# Work instructions
Write out again each line of the material below, unchanged, from the first one to the line that holds "point: one pixel per instance, each like <point>663,152</point>.".

# Supplied material
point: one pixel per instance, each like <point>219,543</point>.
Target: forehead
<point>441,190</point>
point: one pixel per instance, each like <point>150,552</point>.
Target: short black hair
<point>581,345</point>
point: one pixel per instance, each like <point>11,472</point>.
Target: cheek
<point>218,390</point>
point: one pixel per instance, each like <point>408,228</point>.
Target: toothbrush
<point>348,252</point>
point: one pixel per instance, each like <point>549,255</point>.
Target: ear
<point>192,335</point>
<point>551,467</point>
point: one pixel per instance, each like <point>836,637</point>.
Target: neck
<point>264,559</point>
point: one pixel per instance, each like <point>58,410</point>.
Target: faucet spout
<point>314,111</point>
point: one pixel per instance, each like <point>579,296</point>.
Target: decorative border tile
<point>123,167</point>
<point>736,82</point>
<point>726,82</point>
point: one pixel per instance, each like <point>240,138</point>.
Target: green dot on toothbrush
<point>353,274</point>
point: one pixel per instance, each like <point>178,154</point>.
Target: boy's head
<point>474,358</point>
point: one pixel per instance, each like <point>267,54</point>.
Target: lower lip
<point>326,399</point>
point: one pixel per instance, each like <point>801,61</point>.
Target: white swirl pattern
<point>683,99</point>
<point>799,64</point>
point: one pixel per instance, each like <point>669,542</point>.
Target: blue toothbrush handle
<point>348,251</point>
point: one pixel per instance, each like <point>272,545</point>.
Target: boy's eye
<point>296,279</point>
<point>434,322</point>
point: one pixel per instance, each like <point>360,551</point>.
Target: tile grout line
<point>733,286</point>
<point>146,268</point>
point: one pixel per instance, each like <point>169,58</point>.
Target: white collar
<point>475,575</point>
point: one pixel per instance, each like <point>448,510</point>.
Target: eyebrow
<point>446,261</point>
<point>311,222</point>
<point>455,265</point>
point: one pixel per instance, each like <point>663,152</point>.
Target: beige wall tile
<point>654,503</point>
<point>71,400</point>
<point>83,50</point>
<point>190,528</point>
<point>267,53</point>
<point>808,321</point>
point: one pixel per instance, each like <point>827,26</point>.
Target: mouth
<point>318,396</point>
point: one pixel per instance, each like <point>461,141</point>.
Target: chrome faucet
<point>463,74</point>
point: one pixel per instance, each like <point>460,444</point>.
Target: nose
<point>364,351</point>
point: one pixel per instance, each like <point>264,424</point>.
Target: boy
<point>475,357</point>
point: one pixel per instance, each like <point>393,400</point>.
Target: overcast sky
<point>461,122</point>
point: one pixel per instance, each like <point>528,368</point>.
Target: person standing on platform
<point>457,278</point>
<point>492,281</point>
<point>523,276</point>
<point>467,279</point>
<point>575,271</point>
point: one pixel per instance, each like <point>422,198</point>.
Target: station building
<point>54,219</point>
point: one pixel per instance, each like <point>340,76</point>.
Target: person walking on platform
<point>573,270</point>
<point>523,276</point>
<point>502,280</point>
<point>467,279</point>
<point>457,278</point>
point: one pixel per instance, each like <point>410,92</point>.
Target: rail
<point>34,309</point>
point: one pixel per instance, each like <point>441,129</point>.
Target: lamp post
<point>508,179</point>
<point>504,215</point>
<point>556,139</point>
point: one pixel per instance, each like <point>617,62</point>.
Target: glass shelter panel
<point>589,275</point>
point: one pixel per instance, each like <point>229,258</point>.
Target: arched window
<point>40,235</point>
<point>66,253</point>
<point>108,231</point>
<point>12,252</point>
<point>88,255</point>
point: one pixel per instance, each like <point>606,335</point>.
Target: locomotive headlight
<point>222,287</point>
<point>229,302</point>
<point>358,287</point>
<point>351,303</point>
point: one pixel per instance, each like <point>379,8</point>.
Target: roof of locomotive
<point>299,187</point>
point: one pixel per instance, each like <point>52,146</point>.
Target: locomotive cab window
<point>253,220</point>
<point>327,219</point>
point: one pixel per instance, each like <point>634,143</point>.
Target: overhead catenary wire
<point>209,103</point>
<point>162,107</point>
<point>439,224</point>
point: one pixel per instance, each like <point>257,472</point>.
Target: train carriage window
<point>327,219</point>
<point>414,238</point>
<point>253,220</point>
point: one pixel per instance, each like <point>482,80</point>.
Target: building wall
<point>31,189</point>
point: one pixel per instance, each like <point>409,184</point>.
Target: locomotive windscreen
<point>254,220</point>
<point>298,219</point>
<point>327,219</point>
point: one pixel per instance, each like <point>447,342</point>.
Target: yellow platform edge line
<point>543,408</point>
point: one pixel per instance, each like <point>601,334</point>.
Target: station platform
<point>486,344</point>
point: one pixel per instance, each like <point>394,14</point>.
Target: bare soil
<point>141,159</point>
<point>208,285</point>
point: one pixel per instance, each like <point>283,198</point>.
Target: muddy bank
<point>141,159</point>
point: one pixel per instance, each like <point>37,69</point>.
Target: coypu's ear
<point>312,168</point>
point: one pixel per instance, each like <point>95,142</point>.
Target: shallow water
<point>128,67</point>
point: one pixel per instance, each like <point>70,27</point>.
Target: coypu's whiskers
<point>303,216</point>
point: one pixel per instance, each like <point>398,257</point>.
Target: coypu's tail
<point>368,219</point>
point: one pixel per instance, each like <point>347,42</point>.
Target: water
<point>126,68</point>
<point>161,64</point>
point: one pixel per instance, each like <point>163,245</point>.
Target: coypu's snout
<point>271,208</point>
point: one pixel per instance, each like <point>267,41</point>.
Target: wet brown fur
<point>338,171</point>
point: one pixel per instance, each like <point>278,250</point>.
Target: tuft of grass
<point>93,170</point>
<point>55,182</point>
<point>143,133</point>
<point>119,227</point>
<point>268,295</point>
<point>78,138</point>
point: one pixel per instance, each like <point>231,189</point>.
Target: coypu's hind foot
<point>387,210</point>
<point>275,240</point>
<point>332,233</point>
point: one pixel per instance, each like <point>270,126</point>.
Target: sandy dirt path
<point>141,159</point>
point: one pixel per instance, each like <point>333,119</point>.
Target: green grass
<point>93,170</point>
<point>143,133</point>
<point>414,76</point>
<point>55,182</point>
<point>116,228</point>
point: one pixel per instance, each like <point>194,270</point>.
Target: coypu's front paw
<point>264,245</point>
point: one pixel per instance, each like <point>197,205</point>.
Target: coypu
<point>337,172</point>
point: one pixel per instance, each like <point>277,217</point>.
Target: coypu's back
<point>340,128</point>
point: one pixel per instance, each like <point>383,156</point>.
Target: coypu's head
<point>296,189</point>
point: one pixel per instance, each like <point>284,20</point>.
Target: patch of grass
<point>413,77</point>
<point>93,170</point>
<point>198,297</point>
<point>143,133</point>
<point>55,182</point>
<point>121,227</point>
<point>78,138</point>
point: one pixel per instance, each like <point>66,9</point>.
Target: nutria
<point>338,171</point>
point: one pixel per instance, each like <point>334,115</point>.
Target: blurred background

# Written solution
point: one pixel per instance, each like <point>219,543</point>.
Target: forehead
<point>441,190</point>
point: one pixel per instance, each like <point>150,552</point>.
Target: short black hair
<point>581,345</point>
point: one pixel per instance, each like <point>11,472</point>.
Target: cheek
<point>218,390</point>
point: one pixel per instance, each like <point>408,228</point>.
Target: toothbrush
<point>348,252</point>
point: one pixel per instance, each like <point>549,255</point>.
Target: ear
<point>192,335</point>
<point>551,467</point>
point: one pixel per instance, each like <point>836,637</point>.
Target: neck
<point>264,559</point>
point: one pixel per instance, each like <point>58,410</point>.
Target: faucet spout
<point>314,111</point>
point: one pixel per instance, each like <point>579,296</point>.
Target: decorative border tile
<point>123,167</point>
<point>736,82</point>
<point>726,82</point>
point: one pixel per instance, each like <point>240,138</point>.
Target: green dot on toothbrush
<point>353,274</point>
point: one pixel per instance, each like <point>178,154</point>.
Target: boy's head
<point>474,358</point>
point: one pixel per instance, each like <point>267,54</point>.
Target: lower lip
<point>326,399</point>
point: one pixel per instance, each like <point>801,61</point>.
Target: white swirl pattern
<point>683,99</point>
<point>799,64</point>
point: one pixel per instance, each like <point>669,542</point>.
Target: blue toothbrush handle
<point>348,251</point>
point: one pixel per instance, each like <point>272,545</point>.
Target: boy's eye
<point>296,279</point>
<point>434,322</point>
point: one pixel per instance, each like <point>360,551</point>.
Target: tile grout line
<point>733,286</point>
<point>146,268</point>
point: one pixel per instance, each like <point>169,58</point>.
Target: white collar
<point>475,575</point>
point: one pixel per instance, each like <point>448,510</point>.
Target: eyebrow
<point>446,261</point>
<point>311,222</point>
<point>455,265</point>
point: one pixel per instance, each like <point>663,152</point>.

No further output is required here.